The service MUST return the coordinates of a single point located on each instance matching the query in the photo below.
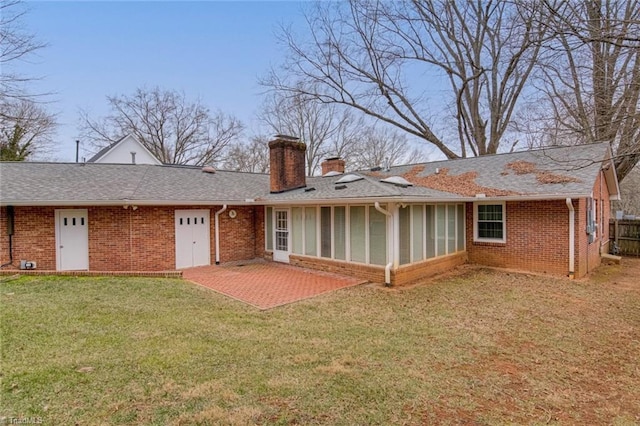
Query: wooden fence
(626, 234)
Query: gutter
(285, 202)
(572, 236)
(217, 232)
(390, 244)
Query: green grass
(481, 348)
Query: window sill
(488, 243)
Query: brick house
(544, 211)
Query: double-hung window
(489, 220)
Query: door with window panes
(281, 235)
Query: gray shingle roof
(548, 173)
(65, 183)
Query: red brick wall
(427, 268)
(238, 239)
(34, 236)
(537, 238)
(129, 240)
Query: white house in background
(128, 150)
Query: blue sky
(211, 50)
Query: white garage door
(192, 238)
(72, 239)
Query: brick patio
(266, 285)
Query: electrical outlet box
(27, 264)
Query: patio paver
(266, 285)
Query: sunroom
(387, 242)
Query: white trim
(504, 222)
(276, 203)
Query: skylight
(349, 178)
(397, 180)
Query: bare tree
(26, 130)
(252, 156)
(363, 54)
(327, 130)
(382, 147)
(175, 130)
(629, 194)
(16, 44)
(592, 83)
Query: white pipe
(572, 226)
(217, 231)
(387, 269)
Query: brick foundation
(408, 274)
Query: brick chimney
(287, 163)
(333, 164)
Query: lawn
(481, 347)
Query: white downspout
(217, 231)
(572, 229)
(387, 269)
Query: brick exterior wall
(287, 164)
(144, 239)
(536, 240)
(538, 236)
(129, 240)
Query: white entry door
(192, 238)
(281, 237)
(72, 239)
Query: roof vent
(349, 178)
(397, 180)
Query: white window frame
(476, 238)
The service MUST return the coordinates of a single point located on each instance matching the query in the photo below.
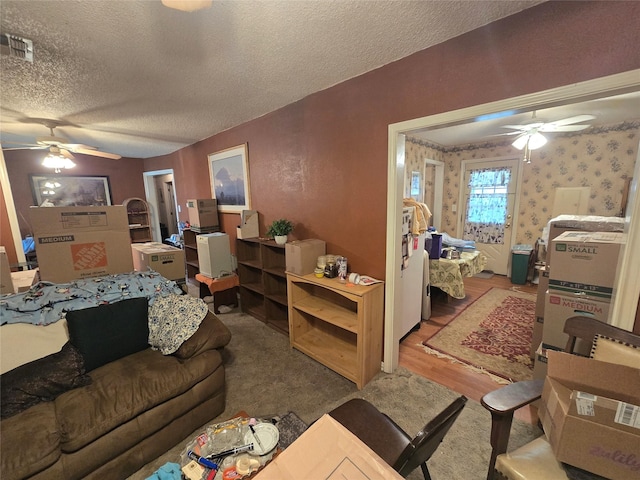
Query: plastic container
(436, 246)
(520, 258)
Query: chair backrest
(586, 328)
(429, 438)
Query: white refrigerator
(412, 274)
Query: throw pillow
(610, 350)
(41, 380)
(108, 332)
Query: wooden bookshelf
(340, 326)
(263, 282)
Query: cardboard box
(168, 261)
(336, 454)
(81, 242)
(560, 307)
(6, 283)
(24, 279)
(585, 262)
(541, 359)
(301, 256)
(591, 415)
(584, 223)
(543, 286)
(248, 225)
(203, 213)
(536, 338)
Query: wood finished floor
(452, 375)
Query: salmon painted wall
(322, 161)
(125, 178)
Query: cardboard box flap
(610, 380)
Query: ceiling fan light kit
(60, 149)
(57, 161)
(532, 141)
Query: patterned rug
(492, 335)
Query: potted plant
(279, 230)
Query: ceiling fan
(60, 150)
(530, 135)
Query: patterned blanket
(46, 302)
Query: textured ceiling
(139, 79)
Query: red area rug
(492, 335)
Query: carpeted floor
(493, 335)
(266, 377)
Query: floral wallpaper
(602, 158)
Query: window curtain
(487, 205)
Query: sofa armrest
(211, 334)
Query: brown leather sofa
(133, 410)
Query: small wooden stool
(224, 290)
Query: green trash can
(520, 257)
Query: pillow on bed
(41, 380)
(609, 350)
(108, 332)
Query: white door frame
(600, 87)
(436, 208)
(11, 210)
(468, 164)
(152, 199)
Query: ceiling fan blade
(516, 127)
(569, 120)
(563, 128)
(87, 150)
(25, 148)
(519, 132)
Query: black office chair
(389, 441)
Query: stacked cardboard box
(581, 278)
(168, 261)
(590, 413)
(301, 256)
(81, 242)
(556, 227)
(203, 215)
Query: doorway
(160, 195)
(489, 205)
(626, 292)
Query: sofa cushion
(109, 332)
(41, 380)
(124, 389)
(211, 334)
(30, 441)
(43, 340)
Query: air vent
(15, 46)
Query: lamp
(57, 161)
(187, 5)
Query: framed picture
(68, 191)
(229, 176)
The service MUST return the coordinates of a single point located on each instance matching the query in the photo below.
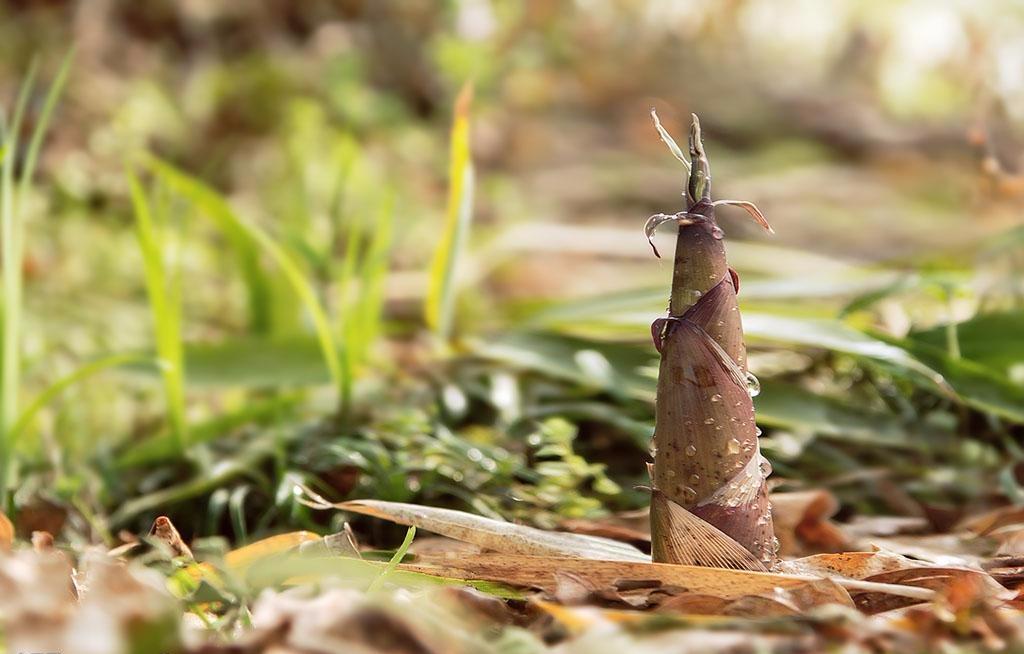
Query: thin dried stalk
(706, 453)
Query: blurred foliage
(299, 156)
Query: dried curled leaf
(682, 218)
(750, 208)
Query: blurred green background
(263, 293)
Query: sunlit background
(881, 138)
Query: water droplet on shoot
(753, 385)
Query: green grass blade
(440, 295)
(56, 388)
(217, 209)
(165, 308)
(671, 142)
(35, 143)
(395, 560)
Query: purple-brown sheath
(708, 474)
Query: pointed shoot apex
(671, 142)
(750, 208)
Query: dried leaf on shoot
(691, 540)
(6, 532)
(750, 208)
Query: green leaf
(790, 406)
(164, 291)
(54, 389)
(218, 210)
(976, 385)
(395, 560)
(992, 340)
(439, 307)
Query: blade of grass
(440, 296)
(56, 388)
(12, 252)
(395, 560)
(216, 208)
(165, 307)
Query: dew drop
(753, 385)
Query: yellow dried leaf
(6, 532)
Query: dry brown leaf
(803, 525)
(891, 568)
(542, 572)
(990, 521)
(165, 531)
(854, 565)
(6, 532)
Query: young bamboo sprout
(710, 500)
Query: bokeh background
(881, 138)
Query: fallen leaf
(692, 540)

**Work request**
Once the pictures are removed, output the entries above exactly as given.

**Reply**
The service MUST return the coordinates of a single point located on each instance matching the query in the photo below.
Query: wooden fence
(626, 234)
Query: gutter
(285, 202)
(572, 236)
(217, 232)
(390, 244)
Query: green grass
(481, 348)
Query: window sill
(488, 243)
Query: brick house
(544, 211)
Query: double-hung window
(489, 220)
Query: door with window panes
(281, 235)
Query: gray shingle roof
(548, 173)
(65, 183)
Query: red brick wall
(427, 268)
(238, 239)
(34, 236)
(537, 238)
(129, 240)
Query: white house in background
(128, 150)
Query: blue sky
(211, 50)
Query: white garage door
(192, 238)
(72, 239)
Query: brick patio
(266, 285)
Query: electrical outlet box
(27, 264)
Query: patio paver
(266, 285)
Query: sunroom
(387, 242)
Query: white trim
(504, 222)
(276, 203)
Query: skylight
(349, 178)
(397, 180)
Query: bare tree
(26, 130)
(252, 156)
(363, 54)
(327, 130)
(382, 147)
(175, 130)
(629, 194)
(16, 44)
(592, 83)
Query: white pipe
(572, 226)
(217, 231)
(387, 269)
Query: brick foundation
(408, 274)
Query: brick chimney
(287, 163)
(333, 164)
Query: lawn
(481, 347)
Query: white downspout
(217, 231)
(572, 229)
(387, 269)
Query: brick exterior wall
(287, 164)
(144, 239)
(536, 240)
(538, 236)
(129, 240)
Query: white entry door
(192, 238)
(281, 237)
(72, 239)
Query: roof vent
(349, 178)
(397, 180)
Query: white window frame
(476, 238)
The service MUST return the coordinates of a single point located on each instance matching the query in the photo below.
Query: plastic container
(436, 246)
(520, 258)
Query: chair backrest
(586, 328)
(429, 438)
Query: white refrigerator
(412, 274)
Query: throw pillow
(610, 350)
(41, 380)
(108, 332)
Query: wooden bookshelf
(340, 326)
(263, 282)
Query: cardboard box
(168, 261)
(336, 454)
(81, 242)
(560, 307)
(6, 283)
(24, 279)
(585, 262)
(541, 359)
(301, 256)
(591, 415)
(584, 223)
(543, 286)
(248, 225)
(203, 213)
(536, 338)
Query: wood finished floor
(452, 375)
Query: salmon painted wall
(322, 161)
(125, 178)
Query: cardboard box flap
(610, 380)
Query: ceiling fan light kit
(60, 149)
(57, 161)
(532, 141)
Query: patterned rug
(492, 335)
Query: potted plant
(279, 230)
Query: ceiling fan
(60, 150)
(530, 135)
Query: patterned blanket
(46, 302)
Query: textured ceiling
(139, 79)
Query: red area rug
(492, 335)
Query: carpeted floor
(493, 335)
(266, 377)
Query: floral wallpaper
(602, 158)
Query: window curtain
(487, 205)
Query: sofa armrest
(211, 334)
Query: brown leather sofa
(133, 410)
Query: small wooden stool
(224, 290)
Query: green trash can
(520, 257)
Query: pillow on bed
(41, 380)
(609, 350)
(108, 332)
Query: white door frame
(600, 87)
(436, 208)
(11, 210)
(468, 164)
(152, 199)
Query: ceiling fan blade
(516, 127)
(569, 120)
(563, 128)
(87, 150)
(25, 148)
(519, 132)
Query: black office chair
(389, 441)
Query: stacked cardboard box
(581, 278)
(168, 261)
(590, 413)
(301, 256)
(81, 242)
(556, 227)
(203, 215)
Query: doorway
(160, 195)
(489, 205)
(626, 292)
Query: sofa cushion
(109, 332)
(41, 380)
(124, 389)
(211, 334)
(30, 441)
(43, 340)
Query: air vent
(15, 46)
Query: lamp
(57, 161)
(187, 5)
Query: framed picture
(68, 191)
(229, 176)
The service MUST return the coordinates of a single point located on each instance matching the query in the photo below.
Query: thin dried stalk
(706, 453)
Query: blurred foliage
(299, 156)
Query: dried curled leaf
(682, 218)
(750, 208)
Query: blurred green background
(263, 293)
Query: sunlit background
(881, 138)
Query: water droplet on shoot
(753, 385)
Query: green grass blade
(440, 295)
(56, 388)
(217, 209)
(165, 308)
(671, 142)
(35, 143)
(395, 560)
Query: purple-brown sheath
(708, 474)
Query: pointed shoot apex
(671, 142)
(750, 208)
Query: dried leaf on shoot
(691, 540)
(6, 532)
(750, 208)
Query: green leaf
(790, 406)
(164, 291)
(54, 389)
(218, 210)
(976, 385)
(395, 560)
(992, 340)
(439, 307)
Query: blade of grass
(440, 296)
(56, 388)
(12, 252)
(395, 560)
(216, 208)
(165, 307)
Query: dew drop
(753, 385)
Query: yellow dried leaf
(6, 532)
Query: dry brown leaf
(803, 525)
(891, 568)
(542, 572)
(990, 521)
(165, 531)
(854, 565)
(6, 532)
Query: young bamboo sprout
(710, 500)
Query: bokeh background
(881, 138)
Query: fallen leaf
(692, 540)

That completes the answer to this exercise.